> Assignment
Set out exactly, line by line, the stretch of data below that begins at the line containing "query (the noun phrase to outline): tail" and ends at the line containing "1151 510 L 796", with both ends kept.
-.-.-
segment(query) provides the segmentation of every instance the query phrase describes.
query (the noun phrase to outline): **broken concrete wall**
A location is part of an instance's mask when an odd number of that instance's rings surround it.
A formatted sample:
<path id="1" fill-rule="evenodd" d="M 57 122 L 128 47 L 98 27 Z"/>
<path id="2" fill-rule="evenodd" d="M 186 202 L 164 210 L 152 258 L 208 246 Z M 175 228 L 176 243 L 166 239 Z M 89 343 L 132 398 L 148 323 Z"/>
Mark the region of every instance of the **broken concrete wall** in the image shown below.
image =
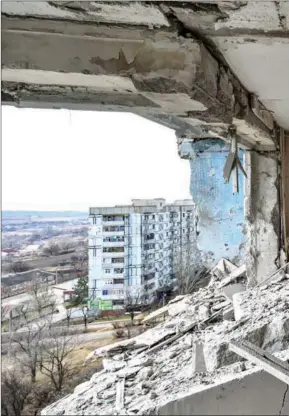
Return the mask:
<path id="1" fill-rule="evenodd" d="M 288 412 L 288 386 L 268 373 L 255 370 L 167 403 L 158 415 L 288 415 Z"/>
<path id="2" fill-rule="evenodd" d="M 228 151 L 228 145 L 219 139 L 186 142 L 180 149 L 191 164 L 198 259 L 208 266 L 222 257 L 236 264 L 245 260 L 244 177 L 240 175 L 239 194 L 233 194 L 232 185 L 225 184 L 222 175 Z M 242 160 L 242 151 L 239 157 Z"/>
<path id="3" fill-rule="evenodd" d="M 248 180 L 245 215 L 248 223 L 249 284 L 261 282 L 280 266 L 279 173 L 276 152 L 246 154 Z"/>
-.-.-
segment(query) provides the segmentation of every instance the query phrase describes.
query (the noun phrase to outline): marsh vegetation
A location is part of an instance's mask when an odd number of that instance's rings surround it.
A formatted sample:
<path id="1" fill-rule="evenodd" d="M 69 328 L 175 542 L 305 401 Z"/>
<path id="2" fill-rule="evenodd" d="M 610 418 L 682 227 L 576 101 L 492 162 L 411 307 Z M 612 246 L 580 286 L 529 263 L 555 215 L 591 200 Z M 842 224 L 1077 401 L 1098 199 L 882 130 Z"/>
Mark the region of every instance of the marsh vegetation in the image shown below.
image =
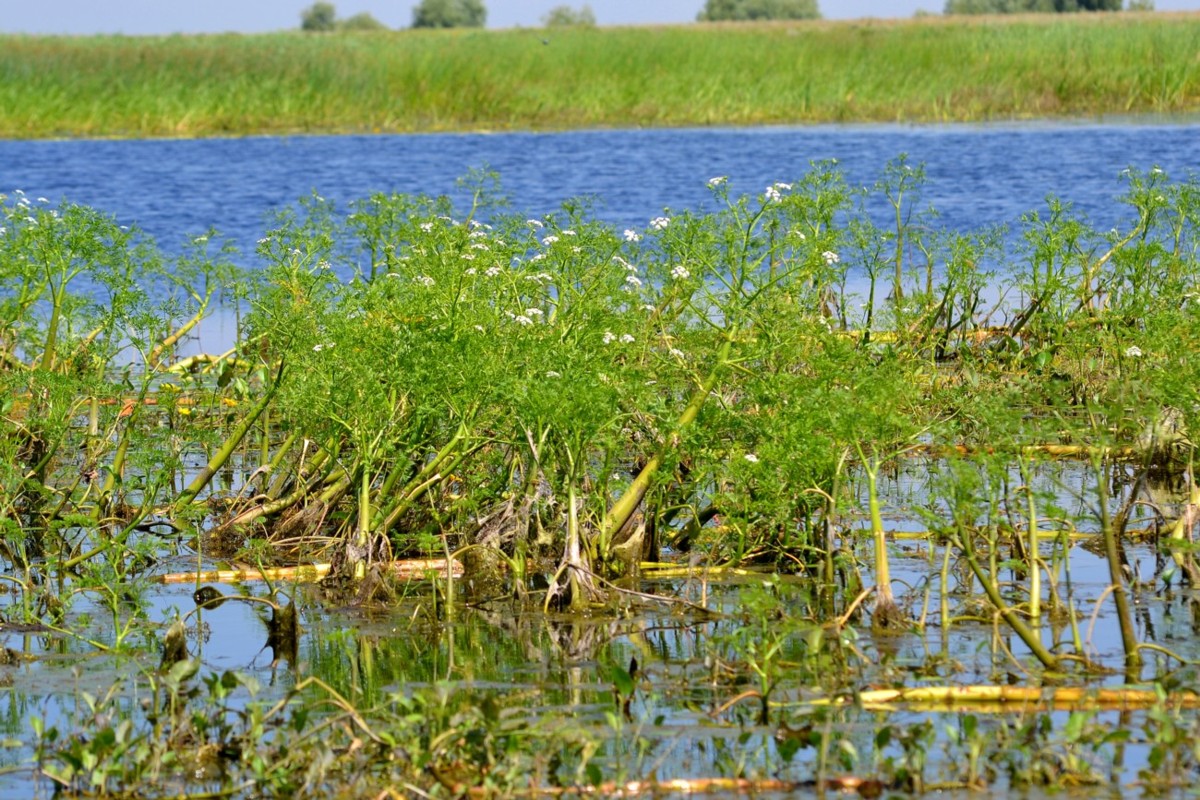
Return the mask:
-.-.-
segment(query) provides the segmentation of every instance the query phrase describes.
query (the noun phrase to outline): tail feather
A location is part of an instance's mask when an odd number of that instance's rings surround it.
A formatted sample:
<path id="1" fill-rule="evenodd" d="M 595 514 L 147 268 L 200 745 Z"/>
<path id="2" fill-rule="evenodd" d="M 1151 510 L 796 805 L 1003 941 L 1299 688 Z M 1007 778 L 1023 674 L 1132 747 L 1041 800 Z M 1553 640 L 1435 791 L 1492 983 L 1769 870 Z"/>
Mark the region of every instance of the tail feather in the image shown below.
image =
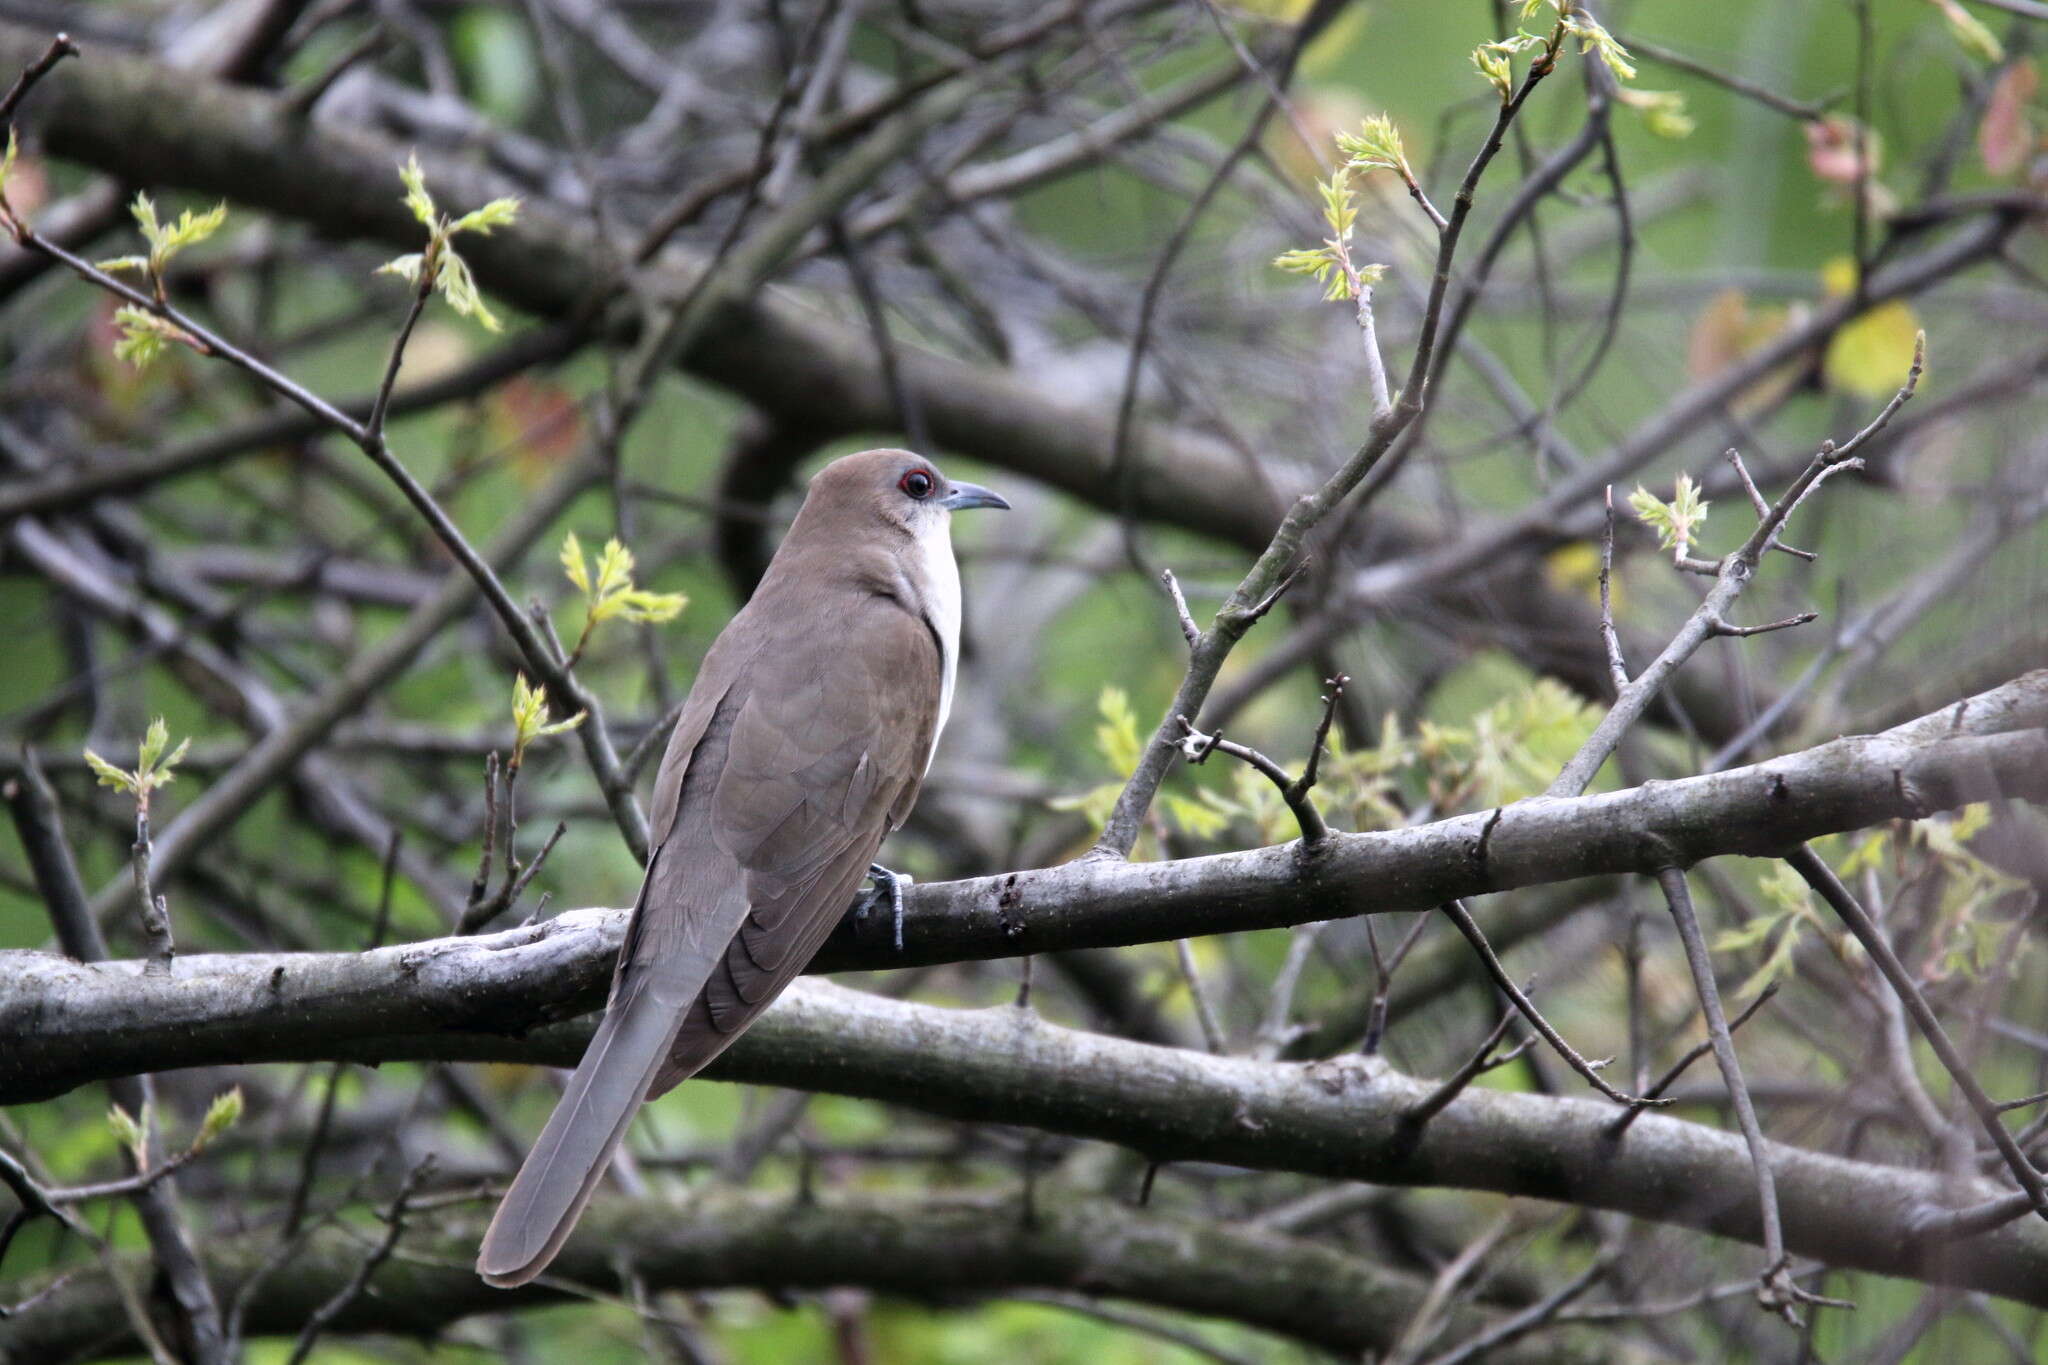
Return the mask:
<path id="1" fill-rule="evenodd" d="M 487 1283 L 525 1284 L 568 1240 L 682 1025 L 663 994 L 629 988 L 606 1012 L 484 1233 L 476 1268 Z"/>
-.-.-
> Task result
query (the noun phrase to outline): tail feather
A location is part of an instance's mask when an odd number of that instance's rings surround it.
A formatted sample:
<path id="1" fill-rule="evenodd" d="M 595 514 L 147 268 L 200 745 Z"/>
<path id="2" fill-rule="evenodd" d="M 1151 510 L 796 805 L 1003 941 L 1299 688 Z M 1007 778 L 1023 674 L 1132 747 L 1041 800 Z M 1553 640 L 1435 791 L 1492 983 L 1769 870 Z"/>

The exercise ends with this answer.